# Sargent Thursday 9-4-14



## fubarredz (Apr 28, 2012)

Fished sargent yesterday from sun up till 1 pm in my honey hole ever since I started fishing there in February tore the bulls up, we boxed 4 keepers and 22 bulls all over 40" the longest being 43 1/4" and one spinner shark about 40". Was an was one day surf was pretty rough but it produced some really good fish! Took one of my best friends and his older brother they've never cought big fish in the salt water before well I broke them in proper. Sorry I don't have any pics my buddy's brother took all the pics and I don't have them yet! I'll post up some pics and more of a report then!!!!!!!!!!!!!!!!!!!!


----------



## DANO (May 23, 2005)

Come on with the Pictures,.....

Glad to hear ya'll tore them up.


----------



## jaysmith77573 (Jul 6, 2014)

About how far out were you fishing and what type of bait were you using?


----------



## fubarredz (Apr 28, 2012)

Around 150ish yards off the beach, water was all the way up to the dunes. cut mullet was the ticket all day long. picked up jumb shrimp and a couple live crab at Festa and never got a hit on any of them just on the mullet, and I only say cut mullet cause the only sized mullet I cought was all over 10".


----------



## jaysmith77573 (Jul 6, 2014)

Thanks for the info. I've been trying to improve my skill since i usually only manage to catch hard heads and various other fish I'm not targeting but i'm still pretty new to fishing.


----------



## fubarredz (Apr 28, 2012)

*No problem*

No problem glad to help anytime I can!


----------



## fubarredz (Apr 28, 2012)

*some pictures*

Here are a few pictures.


----------



## fubarredz (Apr 28, 2012)

> **Required actions**:
1) Report each line of the records that contains the string "logo", copying every such line in full.
2) Pick up the forum thread about fishing at Sargent after its last line and continue it.

Image point annotation records
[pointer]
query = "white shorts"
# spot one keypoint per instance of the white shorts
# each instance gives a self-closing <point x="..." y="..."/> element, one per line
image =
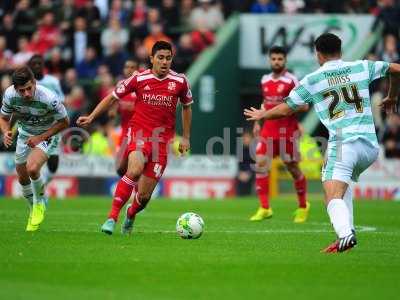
<point x="345" y="162"/>
<point x="22" y="150"/>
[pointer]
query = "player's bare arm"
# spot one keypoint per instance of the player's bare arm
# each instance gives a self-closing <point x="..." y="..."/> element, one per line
<point x="53" y="130"/>
<point x="103" y="106"/>
<point x="389" y="104"/>
<point x="6" y="131"/>
<point x="184" y="144"/>
<point x="280" y="111"/>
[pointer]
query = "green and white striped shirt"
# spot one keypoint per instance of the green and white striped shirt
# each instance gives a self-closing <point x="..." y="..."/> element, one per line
<point x="35" y="116"/>
<point x="339" y="91"/>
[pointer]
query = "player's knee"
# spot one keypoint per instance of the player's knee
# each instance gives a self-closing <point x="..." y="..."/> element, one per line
<point x="52" y="163"/>
<point x="144" y="197"/>
<point x="33" y="169"/>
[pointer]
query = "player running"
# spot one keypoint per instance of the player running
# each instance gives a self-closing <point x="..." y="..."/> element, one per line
<point x="278" y="137"/>
<point x="41" y="116"/>
<point x="36" y="63"/>
<point x="341" y="98"/>
<point x="158" y="92"/>
<point x="125" y="108"/>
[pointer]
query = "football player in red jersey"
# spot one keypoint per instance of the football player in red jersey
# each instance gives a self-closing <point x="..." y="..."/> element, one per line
<point x="278" y="137"/>
<point x="158" y="92"/>
<point x="124" y="108"/>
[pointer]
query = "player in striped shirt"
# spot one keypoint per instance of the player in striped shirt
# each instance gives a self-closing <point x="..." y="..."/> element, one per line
<point x="339" y="93"/>
<point x="41" y="116"/>
<point x="36" y="63"/>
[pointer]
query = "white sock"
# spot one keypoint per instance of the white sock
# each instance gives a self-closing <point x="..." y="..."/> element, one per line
<point x="37" y="188"/>
<point x="348" y="199"/>
<point x="339" y="215"/>
<point x="47" y="175"/>
<point x="27" y="193"/>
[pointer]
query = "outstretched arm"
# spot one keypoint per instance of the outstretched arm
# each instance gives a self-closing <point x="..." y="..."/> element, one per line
<point x="5" y="129"/>
<point x="389" y="104"/>
<point x="57" y="127"/>
<point x="280" y="111"/>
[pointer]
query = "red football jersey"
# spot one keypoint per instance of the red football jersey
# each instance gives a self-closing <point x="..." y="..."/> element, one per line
<point x="274" y="90"/>
<point x="126" y="108"/>
<point x="155" y="106"/>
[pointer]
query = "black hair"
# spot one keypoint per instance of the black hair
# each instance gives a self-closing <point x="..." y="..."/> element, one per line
<point x="277" y="50"/>
<point x="22" y="76"/>
<point x="328" y="43"/>
<point x="161" y="45"/>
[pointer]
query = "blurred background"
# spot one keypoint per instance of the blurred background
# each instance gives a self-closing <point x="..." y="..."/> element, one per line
<point x="221" y="46"/>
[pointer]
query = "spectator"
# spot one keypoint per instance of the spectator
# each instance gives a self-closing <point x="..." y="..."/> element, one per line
<point x="185" y="53"/>
<point x="69" y="81"/>
<point x="114" y="36"/>
<point x="116" y="59"/>
<point x="201" y="38"/>
<point x="66" y="15"/>
<point x="390" y="53"/>
<point x="79" y="40"/>
<point x="185" y="11"/>
<point x="208" y="14"/>
<point x="117" y="11"/>
<point x="5" y="55"/>
<point x="48" y="34"/>
<point x="170" y="14"/>
<point x="91" y="14"/>
<point x="264" y="7"/>
<point x="87" y="68"/>
<point x="24" y="53"/>
<point x="156" y="34"/>
<point x="138" y="18"/>
<point x="292" y="6"/>
<point x="8" y="31"/>
<point x="391" y="136"/>
<point x="55" y="64"/>
<point x="389" y="16"/>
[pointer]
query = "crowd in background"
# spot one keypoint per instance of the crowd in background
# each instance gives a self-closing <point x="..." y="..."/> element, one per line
<point x="86" y="42"/>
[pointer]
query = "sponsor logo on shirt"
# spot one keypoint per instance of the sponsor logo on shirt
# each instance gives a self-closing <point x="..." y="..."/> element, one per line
<point x="171" y="86"/>
<point x="158" y="100"/>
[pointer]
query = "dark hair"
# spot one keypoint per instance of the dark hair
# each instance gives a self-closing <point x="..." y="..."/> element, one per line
<point x="22" y="76"/>
<point x="277" y="50"/>
<point x="328" y="43"/>
<point x="161" y="45"/>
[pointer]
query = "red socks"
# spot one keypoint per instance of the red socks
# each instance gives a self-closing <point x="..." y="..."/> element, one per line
<point x="136" y="207"/>
<point x="262" y="189"/>
<point x="122" y="194"/>
<point x="301" y="188"/>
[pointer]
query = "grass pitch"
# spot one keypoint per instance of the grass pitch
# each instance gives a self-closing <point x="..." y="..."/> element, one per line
<point x="234" y="259"/>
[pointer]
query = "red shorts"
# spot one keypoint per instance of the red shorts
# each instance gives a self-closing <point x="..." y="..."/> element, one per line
<point x="155" y="154"/>
<point x="287" y="149"/>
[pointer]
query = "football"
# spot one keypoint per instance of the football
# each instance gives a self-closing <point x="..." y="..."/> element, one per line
<point x="190" y="226"/>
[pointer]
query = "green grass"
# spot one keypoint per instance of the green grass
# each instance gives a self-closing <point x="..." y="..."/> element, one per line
<point x="235" y="259"/>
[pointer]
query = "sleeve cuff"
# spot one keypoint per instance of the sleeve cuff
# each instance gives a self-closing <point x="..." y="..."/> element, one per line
<point x="115" y="95"/>
<point x="291" y="104"/>
<point x="187" y="104"/>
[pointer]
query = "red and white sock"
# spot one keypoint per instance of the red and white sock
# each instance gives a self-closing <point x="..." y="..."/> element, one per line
<point x="123" y="192"/>
<point x="136" y="206"/>
<point x="301" y="188"/>
<point x="262" y="189"/>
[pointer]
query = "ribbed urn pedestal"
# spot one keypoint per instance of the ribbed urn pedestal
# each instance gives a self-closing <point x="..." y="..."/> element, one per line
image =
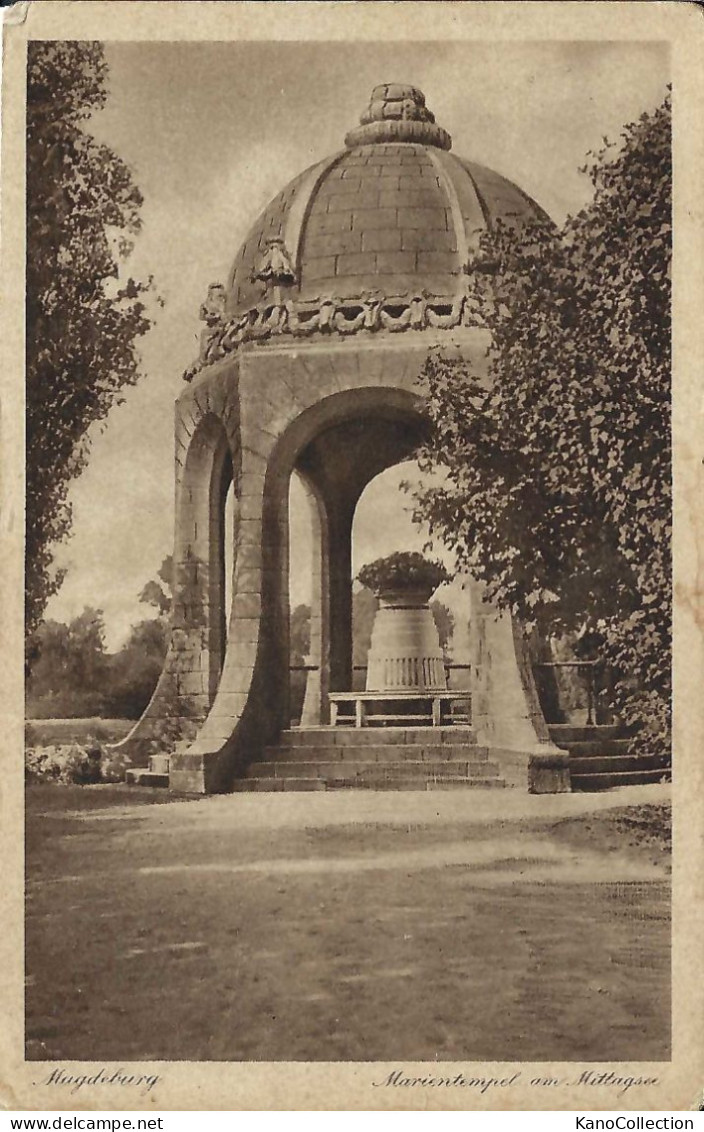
<point x="405" y="653"/>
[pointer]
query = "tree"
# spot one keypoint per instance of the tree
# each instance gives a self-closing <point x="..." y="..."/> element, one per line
<point x="136" y="668"/>
<point x="159" y="591"/>
<point x="557" y="460"/>
<point x="83" y="315"/>
<point x="71" y="668"/>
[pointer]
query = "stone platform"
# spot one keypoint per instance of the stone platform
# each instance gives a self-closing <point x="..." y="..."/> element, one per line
<point x="379" y="759"/>
<point x="600" y="759"/>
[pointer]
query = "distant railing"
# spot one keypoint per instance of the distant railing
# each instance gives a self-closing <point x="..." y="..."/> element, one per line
<point x="362" y="668"/>
<point x="590" y="668"/>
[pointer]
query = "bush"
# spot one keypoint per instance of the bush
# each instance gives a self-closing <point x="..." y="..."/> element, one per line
<point x="403" y="571"/>
<point x="63" y="763"/>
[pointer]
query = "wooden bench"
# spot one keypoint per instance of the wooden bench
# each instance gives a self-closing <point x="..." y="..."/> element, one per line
<point x="365" y="702"/>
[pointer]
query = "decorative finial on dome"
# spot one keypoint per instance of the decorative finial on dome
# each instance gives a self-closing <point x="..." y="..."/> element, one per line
<point x="397" y="113"/>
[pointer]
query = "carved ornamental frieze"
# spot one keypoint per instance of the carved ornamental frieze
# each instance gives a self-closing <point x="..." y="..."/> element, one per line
<point x="369" y="312"/>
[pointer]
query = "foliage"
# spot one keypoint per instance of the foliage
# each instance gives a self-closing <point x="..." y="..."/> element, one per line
<point x="83" y="315"/>
<point x="159" y="591"/>
<point x="557" y="454"/>
<point x="63" y="763"/>
<point x="136" y="668"/>
<point x="403" y="571"/>
<point x="70" y="665"/>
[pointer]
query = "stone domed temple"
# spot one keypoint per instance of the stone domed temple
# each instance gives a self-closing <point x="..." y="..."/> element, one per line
<point x="309" y="363"/>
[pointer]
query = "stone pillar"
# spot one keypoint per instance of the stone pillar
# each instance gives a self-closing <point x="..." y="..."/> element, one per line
<point x="505" y="709"/>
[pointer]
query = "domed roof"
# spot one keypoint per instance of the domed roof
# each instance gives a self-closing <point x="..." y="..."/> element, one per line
<point x="376" y="238"/>
<point x="395" y="212"/>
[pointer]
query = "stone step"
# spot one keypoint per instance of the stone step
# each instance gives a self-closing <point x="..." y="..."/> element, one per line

> **Solved tasks**:
1)
query = "sponsor logo on shirt"
# spot one keypoint per instance of the sponsor logo on shirt

2)
*more pictures from the day*

Here are some more pictures from the day


----------



## fubarredz (Apr 28, 2012)

*Even more pics*

Even more pictures


----------



## fubarredz (Apr 28, 2012)

*Even More*

Even More


----------



## fubarredz (Apr 28, 2012)

*Camera Guy Having Fun*

The Camera Guy Having Fun. He Started Drinking at like 4am when I picked him up. LOL........


----------



## sharkchum (Feb 10, 2012)

Nice job


----------



## fubarredz (Apr 28, 2012)

Tony in the orange shirt caught his first slot red was 22" and his first Bullred 43" 36lbs. if I remember correctly I'm sure he will correct me on here pretty quickly..... Lol.... Thought the camera guy got more fish pictures but I guess not. maybe I can find some more on my phone or Tony's


----------



## fubarredz (Apr 28, 2012)

*Found More*

Mound More Pictures


----------



## fubarredz (Apr 28, 2012)

Found another Bullred Tony caught, Jason's first Slot Red, Another Bullred I caught. Got some pics of mine and Jason's Double hookup. Tony did good on those last few pics of me and Jason. Oh and Jason's Bull was bigger than mine by and inch.


----------



## DANO (May 23, 2005)

Cool !!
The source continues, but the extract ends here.